[Data excerpts on pointing at objects]
-*-*-

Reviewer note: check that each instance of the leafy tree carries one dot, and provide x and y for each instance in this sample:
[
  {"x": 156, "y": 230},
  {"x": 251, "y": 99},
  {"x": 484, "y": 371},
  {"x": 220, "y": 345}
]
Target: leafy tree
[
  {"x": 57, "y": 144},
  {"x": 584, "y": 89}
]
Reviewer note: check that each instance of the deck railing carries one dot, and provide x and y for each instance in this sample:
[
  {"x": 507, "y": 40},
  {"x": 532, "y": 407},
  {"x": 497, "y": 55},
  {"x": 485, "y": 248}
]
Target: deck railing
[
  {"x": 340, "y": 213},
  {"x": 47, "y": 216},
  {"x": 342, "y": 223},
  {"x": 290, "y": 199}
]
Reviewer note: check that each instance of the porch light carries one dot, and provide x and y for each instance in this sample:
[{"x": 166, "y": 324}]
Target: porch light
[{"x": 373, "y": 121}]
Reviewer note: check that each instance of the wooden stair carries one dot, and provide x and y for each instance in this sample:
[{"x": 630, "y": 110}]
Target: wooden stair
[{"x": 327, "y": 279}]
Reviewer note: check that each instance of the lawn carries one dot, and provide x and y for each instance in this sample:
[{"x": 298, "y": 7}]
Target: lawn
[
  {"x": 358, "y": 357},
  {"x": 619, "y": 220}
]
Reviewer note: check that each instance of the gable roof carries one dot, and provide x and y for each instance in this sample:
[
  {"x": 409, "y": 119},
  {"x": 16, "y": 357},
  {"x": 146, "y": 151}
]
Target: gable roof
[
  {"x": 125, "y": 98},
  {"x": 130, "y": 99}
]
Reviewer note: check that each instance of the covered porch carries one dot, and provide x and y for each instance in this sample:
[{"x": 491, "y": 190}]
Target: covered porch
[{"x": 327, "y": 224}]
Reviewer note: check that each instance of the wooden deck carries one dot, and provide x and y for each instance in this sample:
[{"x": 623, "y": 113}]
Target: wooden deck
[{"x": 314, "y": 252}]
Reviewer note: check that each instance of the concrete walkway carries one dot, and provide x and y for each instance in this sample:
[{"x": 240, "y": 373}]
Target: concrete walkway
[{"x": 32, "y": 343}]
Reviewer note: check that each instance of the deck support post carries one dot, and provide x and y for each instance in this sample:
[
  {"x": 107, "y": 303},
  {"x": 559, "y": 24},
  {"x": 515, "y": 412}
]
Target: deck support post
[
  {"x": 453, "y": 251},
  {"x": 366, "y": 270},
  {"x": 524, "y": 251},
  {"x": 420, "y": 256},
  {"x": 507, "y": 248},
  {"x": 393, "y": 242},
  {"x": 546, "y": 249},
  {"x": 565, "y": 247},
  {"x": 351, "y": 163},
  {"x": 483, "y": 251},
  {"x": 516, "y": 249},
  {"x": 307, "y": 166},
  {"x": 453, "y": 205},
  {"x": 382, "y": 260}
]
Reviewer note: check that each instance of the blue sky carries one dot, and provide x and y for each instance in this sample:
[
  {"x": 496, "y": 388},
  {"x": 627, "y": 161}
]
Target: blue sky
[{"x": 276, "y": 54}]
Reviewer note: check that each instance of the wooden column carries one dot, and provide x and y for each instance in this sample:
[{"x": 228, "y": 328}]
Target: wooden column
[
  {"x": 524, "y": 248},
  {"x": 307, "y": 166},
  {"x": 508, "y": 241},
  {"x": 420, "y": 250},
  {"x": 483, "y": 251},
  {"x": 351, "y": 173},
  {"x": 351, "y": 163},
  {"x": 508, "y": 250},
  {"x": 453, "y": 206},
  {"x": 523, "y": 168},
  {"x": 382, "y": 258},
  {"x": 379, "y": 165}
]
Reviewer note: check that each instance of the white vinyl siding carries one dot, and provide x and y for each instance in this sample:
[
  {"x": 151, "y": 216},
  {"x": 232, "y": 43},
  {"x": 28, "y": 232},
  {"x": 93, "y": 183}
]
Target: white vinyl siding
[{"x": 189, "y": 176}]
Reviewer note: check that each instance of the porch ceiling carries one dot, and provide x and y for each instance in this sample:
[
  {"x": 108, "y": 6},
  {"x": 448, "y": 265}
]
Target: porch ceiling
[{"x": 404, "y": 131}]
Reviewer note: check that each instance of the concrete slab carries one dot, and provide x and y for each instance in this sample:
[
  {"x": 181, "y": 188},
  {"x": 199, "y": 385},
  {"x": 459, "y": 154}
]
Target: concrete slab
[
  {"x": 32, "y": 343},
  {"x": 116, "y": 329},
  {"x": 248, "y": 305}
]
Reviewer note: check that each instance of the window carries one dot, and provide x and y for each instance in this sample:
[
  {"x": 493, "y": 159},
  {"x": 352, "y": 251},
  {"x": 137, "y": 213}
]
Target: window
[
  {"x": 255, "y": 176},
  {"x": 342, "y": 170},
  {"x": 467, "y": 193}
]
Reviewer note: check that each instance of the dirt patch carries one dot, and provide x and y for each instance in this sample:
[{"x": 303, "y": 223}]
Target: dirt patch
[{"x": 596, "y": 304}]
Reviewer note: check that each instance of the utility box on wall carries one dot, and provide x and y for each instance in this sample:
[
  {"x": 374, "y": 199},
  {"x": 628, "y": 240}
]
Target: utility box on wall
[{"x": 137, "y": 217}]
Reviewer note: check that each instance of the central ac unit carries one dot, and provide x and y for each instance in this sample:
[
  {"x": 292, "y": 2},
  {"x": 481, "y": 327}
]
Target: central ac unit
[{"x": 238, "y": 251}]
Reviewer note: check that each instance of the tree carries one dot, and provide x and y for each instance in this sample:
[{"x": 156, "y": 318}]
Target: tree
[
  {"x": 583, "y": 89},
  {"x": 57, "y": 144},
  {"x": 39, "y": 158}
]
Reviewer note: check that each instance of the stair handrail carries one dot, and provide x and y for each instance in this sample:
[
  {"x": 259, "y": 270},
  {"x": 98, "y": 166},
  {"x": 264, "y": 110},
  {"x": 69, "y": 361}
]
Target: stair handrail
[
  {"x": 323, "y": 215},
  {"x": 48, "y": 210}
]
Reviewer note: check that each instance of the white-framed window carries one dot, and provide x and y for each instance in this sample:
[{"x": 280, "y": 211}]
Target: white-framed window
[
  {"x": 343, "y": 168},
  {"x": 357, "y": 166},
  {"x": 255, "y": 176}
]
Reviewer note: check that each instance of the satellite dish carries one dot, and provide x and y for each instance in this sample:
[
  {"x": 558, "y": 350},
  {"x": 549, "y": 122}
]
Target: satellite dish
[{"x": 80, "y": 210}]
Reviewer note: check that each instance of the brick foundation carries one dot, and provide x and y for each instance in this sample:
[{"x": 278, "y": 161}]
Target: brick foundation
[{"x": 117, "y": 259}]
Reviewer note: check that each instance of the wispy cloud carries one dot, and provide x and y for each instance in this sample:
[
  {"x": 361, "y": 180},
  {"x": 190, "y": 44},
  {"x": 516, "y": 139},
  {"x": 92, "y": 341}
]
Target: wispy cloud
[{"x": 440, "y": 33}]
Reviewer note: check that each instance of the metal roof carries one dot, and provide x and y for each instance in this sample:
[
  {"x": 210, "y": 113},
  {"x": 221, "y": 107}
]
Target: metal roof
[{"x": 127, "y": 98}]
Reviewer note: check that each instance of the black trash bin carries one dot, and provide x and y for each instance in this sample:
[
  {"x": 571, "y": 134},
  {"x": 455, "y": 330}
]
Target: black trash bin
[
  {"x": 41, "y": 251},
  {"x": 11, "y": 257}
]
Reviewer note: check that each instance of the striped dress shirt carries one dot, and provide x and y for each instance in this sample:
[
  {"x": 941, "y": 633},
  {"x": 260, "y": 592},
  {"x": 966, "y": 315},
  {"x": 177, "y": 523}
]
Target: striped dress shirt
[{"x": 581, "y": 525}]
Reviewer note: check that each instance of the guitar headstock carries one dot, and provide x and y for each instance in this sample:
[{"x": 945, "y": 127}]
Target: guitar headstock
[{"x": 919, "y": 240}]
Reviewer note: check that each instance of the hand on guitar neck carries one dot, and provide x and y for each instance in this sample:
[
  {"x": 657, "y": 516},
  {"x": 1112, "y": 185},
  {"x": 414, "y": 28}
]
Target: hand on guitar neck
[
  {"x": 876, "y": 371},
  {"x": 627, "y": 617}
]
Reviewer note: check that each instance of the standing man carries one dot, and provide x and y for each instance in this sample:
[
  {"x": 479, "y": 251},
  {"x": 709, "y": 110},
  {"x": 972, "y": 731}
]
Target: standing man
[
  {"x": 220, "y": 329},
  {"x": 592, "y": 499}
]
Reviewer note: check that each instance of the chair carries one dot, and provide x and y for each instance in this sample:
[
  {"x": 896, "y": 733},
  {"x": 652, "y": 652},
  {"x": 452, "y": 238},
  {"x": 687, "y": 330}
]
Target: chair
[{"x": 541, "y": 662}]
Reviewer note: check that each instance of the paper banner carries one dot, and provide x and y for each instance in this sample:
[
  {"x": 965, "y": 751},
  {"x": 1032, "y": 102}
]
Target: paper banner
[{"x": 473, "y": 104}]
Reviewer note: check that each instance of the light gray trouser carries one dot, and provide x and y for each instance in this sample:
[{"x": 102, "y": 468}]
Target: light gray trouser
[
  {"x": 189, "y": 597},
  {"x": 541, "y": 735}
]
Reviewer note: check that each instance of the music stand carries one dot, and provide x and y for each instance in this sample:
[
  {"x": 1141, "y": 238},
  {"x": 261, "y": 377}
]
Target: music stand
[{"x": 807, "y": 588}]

-*-*-

Can you reproduce verbatim every line of the data from the line containing "Reviewer note: check that each instance of the black" through the last line of the data, inclusive?

(SOLUTION FOR THIS TASK):
Reviewer note: check that each instance of the black trash bin carries one dot, and provide x and y for each instance in this sample:
[
  {"x": 571, "y": 134},
  {"x": 455, "y": 330}
]
Target: black trash bin
[
  {"x": 41, "y": 251},
  {"x": 11, "y": 257}
]
Reviewer note: check that each instance of the striped dress shirt carries one dot, and provide x and y for each instance in this sample:
[
  {"x": 941, "y": 633},
  {"x": 260, "y": 592},
  {"x": 966, "y": 315},
  {"x": 177, "y": 523}
]
Target: striped dress shirt
[{"x": 581, "y": 525}]
Reviewer note: check that each instance of the guitar headstock carries one dot, and provide x and y for each instance in this sample:
[{"x": 945, "y": 127}]
Target: guitar headstock
[{"x": 919, "y": 240}]
Reviewer note: check that each instance of the hand on guitar neck carries one dot, and provide x and y for each instance in this sample:
[
  {"x": 657, "y": 516},
  {"x": 1112, "y": 185},
  {"x": 414, "y": 28}
]
Target: hand on guitar neck
[
  {"x": 876, "y": 371},
  {"x": 627, "y": 617}
]
Reviewer note: check that each instance of the standing man carries one dot, and provide x and y for each instance in this sample:
[
  {"x": 479, "y": 251},
  {"x": 709, "y": 110},
  {"x": 972, "y": 731}
]
Target: standing man
[
  {"x": 220, "y": 329},
  {"x": 592, "y": 499}
]
Reviewer note: check that each instance of the chair carries one dot, and provide x and y for each instance in this sample:
[
  {"x": 896, "y": 733},
  {"x": 652, "y": 652},
  {"x": 452, "y": 238},
  {"x": 687, "y": 330}
]
Target: chair
[{"x": 541, "y": 662}]
Reviewer note: check that each instance of the paper banner carries one dot, and provide x and y for each instance in this sample:
[
  {"x": 965, "y": 751},
  {"x": 1032, "y": 102}
]
Target: paper banner
[{"x": 473, "y": 104}]
Reviewer note: check that each instance of the light gray trouser carries one dot, and provide x and y for each instance in this sample:
[{"x": 102, "y": 468}]
Target: light gray trouser
[
  {"x": 189, "y": 597},
  {"x": 541, "y": 735}
]
Reviewer note: check that each instance of the music stand carries one dot, and provide x and y for each instance in this sample:
[
  {"x": 1141, "y": 238},
  {"x": 261, "y": 377}
]
Target: music stand
[{"x": 807, "y": 588}]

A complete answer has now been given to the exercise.